### Cosa fare
1. Nel brano sulla dipendenza, quale compensazione viene indicata come quella che il nostro inconscio accetta di più?
2. Prosegui il brano sulla dipendenza riportato più sotto, scrivendo il seguito dopo la sua ultima frase.
-------- Estratto del testo --------
Non parlo di droga ma di brividi. Quando il malessere sovrasta ogni diga psichica, ecco che serve una dose. Di qualunque cosa. Da chiunque. Sempre, in ogni momento.
Una dose di cibo che consola, di fumo, una chat prolungata, un affollato e chiassoso gruppo di Whatsapp, una dose massiccia di alcool, una scarica di adrenalina da sport estremo e online a portata di divano e di pollici, una dose da iper lavoro (questa è la compensazione che il nostro inconscio accetta di più perché lecita).
La teoria del compenso – mi riempio pur di non sentire il vuoto – prende il sopravvento e muove le fila di strategie antidolorifiche che abbassano il volume del cuore. La psiche con i suoi meccanismi di difesa e imbrogli dell’inconscio ignora le cause del disagio profondo e spinge a tamponare con un cerotto che ormai non copre più i lembi della ferita primaria.
L’ansia si placa per un attimo, il buco sembra meno buco, la solitudine meno solitudine, il silenzio meno silenzio, si confondono le cause con gli effetti e si approda a un certo e transitorio benessere, sino al prossimo richiamo dell’inconscio e delle viscere.
L’amo lussureggiante della dipendenza aggancia tutti, soprattutto i cuori traballanti, e la dose viene confusa con la terapia.
-------- Dati forniti --------
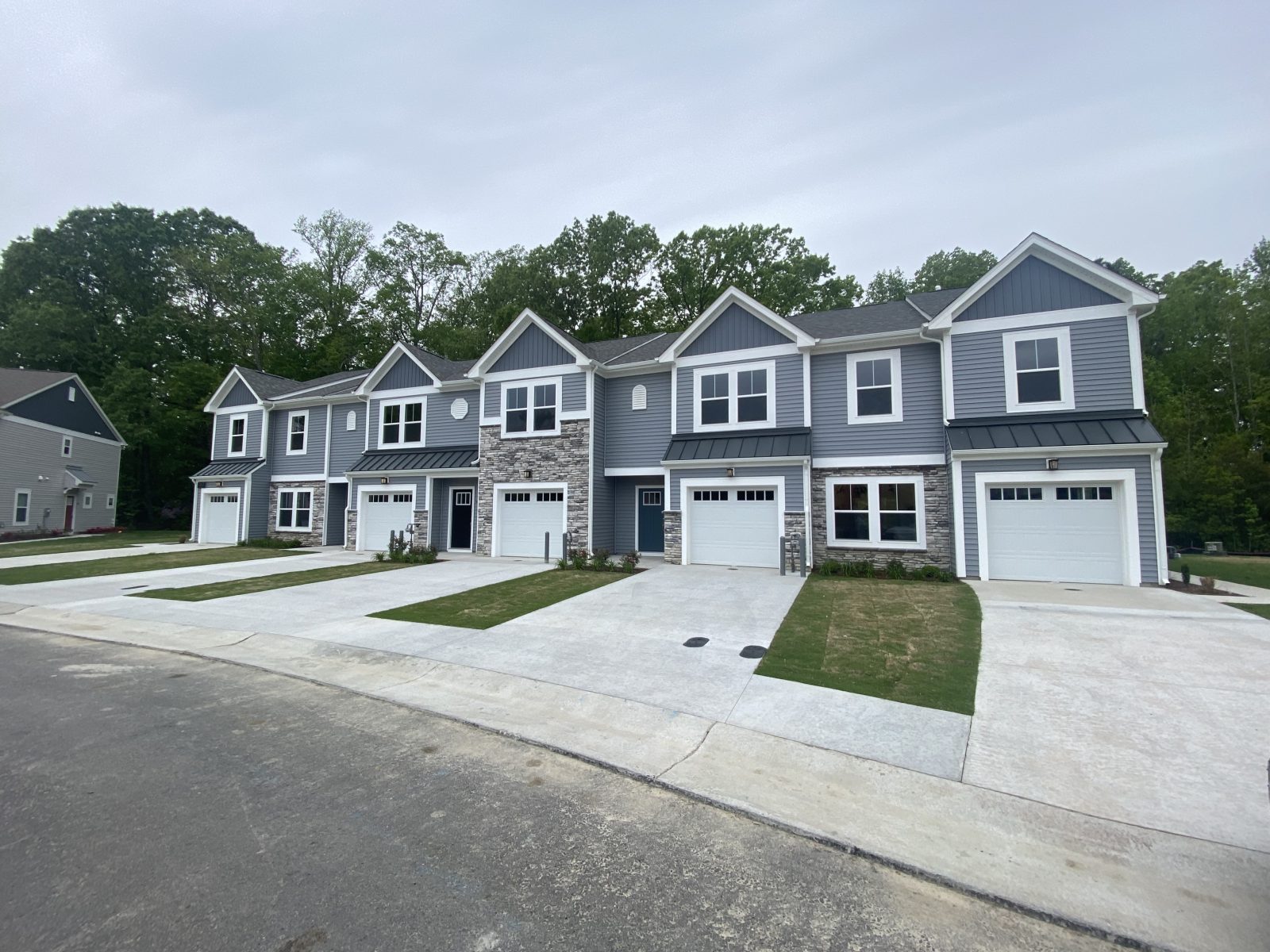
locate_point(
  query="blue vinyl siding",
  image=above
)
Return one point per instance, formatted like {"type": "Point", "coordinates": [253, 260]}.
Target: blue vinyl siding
{"type": "Point", "coordinates": [1102, 368]}
{"type": "Point", "coordinates": [1141, 465]}
{"type": "Point", "coordinates": [1034, 286]}
{"type": "Point", "coordinates": [637, 437]}
{"type": "Point", "coordinates": [736, 329]}
{"type": "Point", "coordinates": [533, 348]}
{"type": "Point", "coordinates": [403, 374]}
{"type": "Point", "coordinates": [789, 391]}
{"type": "Point", "coordinates": [794, 495]}
{"type": "Point", "coordinates": [920, 432]}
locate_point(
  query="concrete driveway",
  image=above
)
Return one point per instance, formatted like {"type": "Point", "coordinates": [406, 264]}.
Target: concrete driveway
{"type": "Point", "coordinates": [1145, 706]}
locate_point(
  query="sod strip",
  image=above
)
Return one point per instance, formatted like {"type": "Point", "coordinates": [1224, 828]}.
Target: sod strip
{"type": "Point", "coordinates": [503, 601]}
{"type": "Point", "coordinates": [125, 565]}
{"type": "Point", "coordinates": [267, 583]}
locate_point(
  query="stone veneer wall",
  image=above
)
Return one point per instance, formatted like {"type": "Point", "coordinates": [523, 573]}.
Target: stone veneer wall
{"type": "Point", "coordinates": [939, 526]}
{"type": "Point", "coordinates": [564, 459]}
{"type": "Point", "coordinates": [317, 520]}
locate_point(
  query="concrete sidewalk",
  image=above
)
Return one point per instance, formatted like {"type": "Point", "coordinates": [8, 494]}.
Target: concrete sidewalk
{"type": "Point", "coordinates": [1130, 882]}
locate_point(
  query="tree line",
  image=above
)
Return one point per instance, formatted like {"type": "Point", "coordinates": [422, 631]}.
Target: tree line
{"type": "Point", "coordinates": [152, 308]}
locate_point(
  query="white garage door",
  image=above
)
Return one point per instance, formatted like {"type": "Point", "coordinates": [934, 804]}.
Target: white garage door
{"type": "Point", "coordinates": [220, 517]}
{"type": "Point", "coordinates": [1056, 533]}
{"type": "Point", "coordinates": [525, 516]}
{"type": "Point", "coordinates": [733, 527]}
{"type": "Point", "coordinates": [381, 514]}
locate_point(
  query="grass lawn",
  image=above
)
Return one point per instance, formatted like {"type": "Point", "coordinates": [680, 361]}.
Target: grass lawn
{"type": "Point", "coordinates": [149, 562]}
{"type": "Point", "coordinates": [1264, 611]}
{"type": "Point", "coordinates": [87, 543]}
{"type": "Point", "coordinates": [1242, 570]}
{"type": "Point", "coordinates": [266, 583]}
{"type": "Point", "coordinates": [503, 601]}
{"type": "Point", "coordinates": [910, 641]}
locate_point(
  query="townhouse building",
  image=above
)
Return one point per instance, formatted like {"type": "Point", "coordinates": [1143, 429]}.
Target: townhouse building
{"type": "Point", "coordinates": [999, 431]}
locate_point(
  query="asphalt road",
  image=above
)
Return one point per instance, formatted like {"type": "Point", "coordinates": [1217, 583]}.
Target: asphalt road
{"type": "Point", "coordinates": [152, 801]}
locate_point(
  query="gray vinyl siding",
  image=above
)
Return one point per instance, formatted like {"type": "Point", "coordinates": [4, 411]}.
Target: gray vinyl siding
{"type": "Point", "coordinates": [1034, 286]}
{"type": "Point", "coordinates": [346, 444]}
{"type": "Point", "coordinates": [241, 395]}
{"type": "Point", "coordinates": [444, 429]}
{"type": "Point", "coordinates": [789, 391]}
{"type": "Point", "coordinates": [221, 435]}
{"type": "Point", "coordinates": [403, 374]}
{"type": "Point", "coordinates": [31, 452]}
{"type": "Point", "coordinates": [920, 432]}
{"type": "Point", "coordinates": [533, 348]}
{"type": "Point", "coordinates": [736, 329]}
{"type": "Point", "coordinates": [314, 457]}
{"type": "Point", "coordinates": [794, 495]}
{"type": "Point", "coordinates": [637, 437]}
{"type": "Point", "coordinates": [55, 409]}
{"type": "Point", "coordinates": [1141, 465]}
{"type": "Point", "coordinates": [1102, 368]}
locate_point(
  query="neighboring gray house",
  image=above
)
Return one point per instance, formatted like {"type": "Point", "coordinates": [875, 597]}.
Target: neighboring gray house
{"type": "Point", "coordinates": [999, 431]}
{"type": "Point", "coordinates": [59, 455]}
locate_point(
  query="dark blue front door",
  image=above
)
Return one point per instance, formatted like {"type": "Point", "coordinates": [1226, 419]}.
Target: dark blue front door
{"type": "Point", "coordinates": [649, 507]}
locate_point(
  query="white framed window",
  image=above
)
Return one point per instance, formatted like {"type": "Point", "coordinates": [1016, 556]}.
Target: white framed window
{"type": "Point", "coordinates": [876, 512]}
{"type": "Point", "coordinates": [295, 509]}
{"type": "Point", "coordinates": [22, 507]}
{"type": "Point", "coordinates": [876, 391]}
{"type": "Point", "coordinates": [734, 397]}
{"type": "Point", "coordinates": [1038, 370]}
{"type": "Point", "coordinates": [531, 408]}
{"type": "Point", "coordinates": [298, 432]}
{"type": "Point", "coordinates": [402, 423]}
{"type": "Point", "coordinates": [238, 436]}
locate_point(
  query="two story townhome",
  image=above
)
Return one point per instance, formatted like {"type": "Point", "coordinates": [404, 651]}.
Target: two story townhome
{"type": "Point", "coordinates": [999, 431]}
{"type": "Point", "coordinates": [59, 455]}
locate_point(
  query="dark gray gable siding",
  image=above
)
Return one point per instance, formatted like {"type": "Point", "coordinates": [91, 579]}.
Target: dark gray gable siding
{"type": "Point", "coordinates": [1102, 368]}
{"type": "Point", "coordinates": [789, 391]}
{"type": "Point", "coordinates": [736, 329]}
{"type": "Point", "coordinates": [533, 348]}
{"type": "Point", "coordinates": [1034, 286]}
{"type": "Point", "coordinates": [54, 408]}
{"type": "Point", "coordinates": [637, 437]}
{"type": "Point", "coordinates": [1141, 465]}
{"type": "Point", "coordinates": [403, 374]}
{"type": "Point", "coordinates": [221, 435]}
{"type": "Point", "coordinates": [239, 395]}
{"type": "Point", "coordinates": [920, 432]}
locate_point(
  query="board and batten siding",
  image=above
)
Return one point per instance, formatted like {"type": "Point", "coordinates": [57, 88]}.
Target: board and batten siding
{"type": "Point", "coordinates": [1034, 286]}
{"type": "Point", "coordinates": [1141, 466]}
{"type": "Point", "coordinates": [221, 435]}
{"type": "Point", "coordinates": [314, 457]}
{"type": "Point", "coordinates": [736, 329]}
{"type": "Point", "coordinates": [787, 391]}
{"type": "Point", "coordinates": [637, 437]}
{"type": "Point", "coordinates": [920, 432]}
{"type": "Point", "coordinates": [793, 475]}
{"type": "Point", "coordinates": [1102, 368]}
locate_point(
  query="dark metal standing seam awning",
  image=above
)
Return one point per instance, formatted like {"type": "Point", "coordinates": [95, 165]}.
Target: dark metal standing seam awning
{"type": "Point", "coordinates": [413, 460]}
{"type": "Point", "coordinates": [1085, 432]}
{"type": "Point", "coordinates": [757, 444]}
{"type": "Point", "coordinates": [226, 467]}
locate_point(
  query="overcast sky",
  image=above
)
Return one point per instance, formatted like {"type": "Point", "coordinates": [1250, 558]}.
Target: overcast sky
{"type": "Point", "coordinates": [880, 132]}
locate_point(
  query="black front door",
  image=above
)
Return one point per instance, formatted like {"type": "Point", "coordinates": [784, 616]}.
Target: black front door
{"type": "Point", "coordinates": [461, 518]}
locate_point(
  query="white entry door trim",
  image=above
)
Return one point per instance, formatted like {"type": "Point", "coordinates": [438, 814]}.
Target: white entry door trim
{"type": "Point", "coordinates": [1126, 479]}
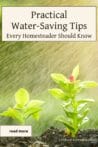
--------
### Risposte per compito
1. La dose da iper lavoro, perché è lecita.

2.
Molto spesso, purtroppo, lo stesso modus operandi comportamentale viene esteso alla vita amorosa, e i disastri relazionali aumentano.
Chi non sta bene con sé stesso compensa con gli altri e li utilizza come pusher di massicce dosi di brividi. Dosi di presenza, di assenza, di strazio, di emozioni o false emozioni, di chat notturne e diurne, e così via.
A volte capita che l’altro sia una supplenza affettiva e che l’incontro di due solitudini diventi una (non) relazione. Altre volte capita che una persona affamata d’amore incontri nel suo percorso incidentato il passo zoppo del cuore dell’orco, e il disastro è assicurato.
In amore e nella vita c’è una grande differenza tra lo scegliere il partner con consapevolezza e con il cuore, e sceglierlo per bisogno.
E c’è una grande differenza tra stare bene con un partner e stare male senza, perché nel secondo caso il partner ignaro indossa i panni della distrazione dal disagio e tappa i buchi di una mancanza primaria.
In questi casi la folta schiera dei prigionieri senza sbarre aumenta e l’infelicità anche.
Essere consapevoli delle proprie zone d’ombra, dei disagi e delle ferite, e decidere di accettarle e attraversarle, invece di sedarle, diventa l’unica strada per la felicità.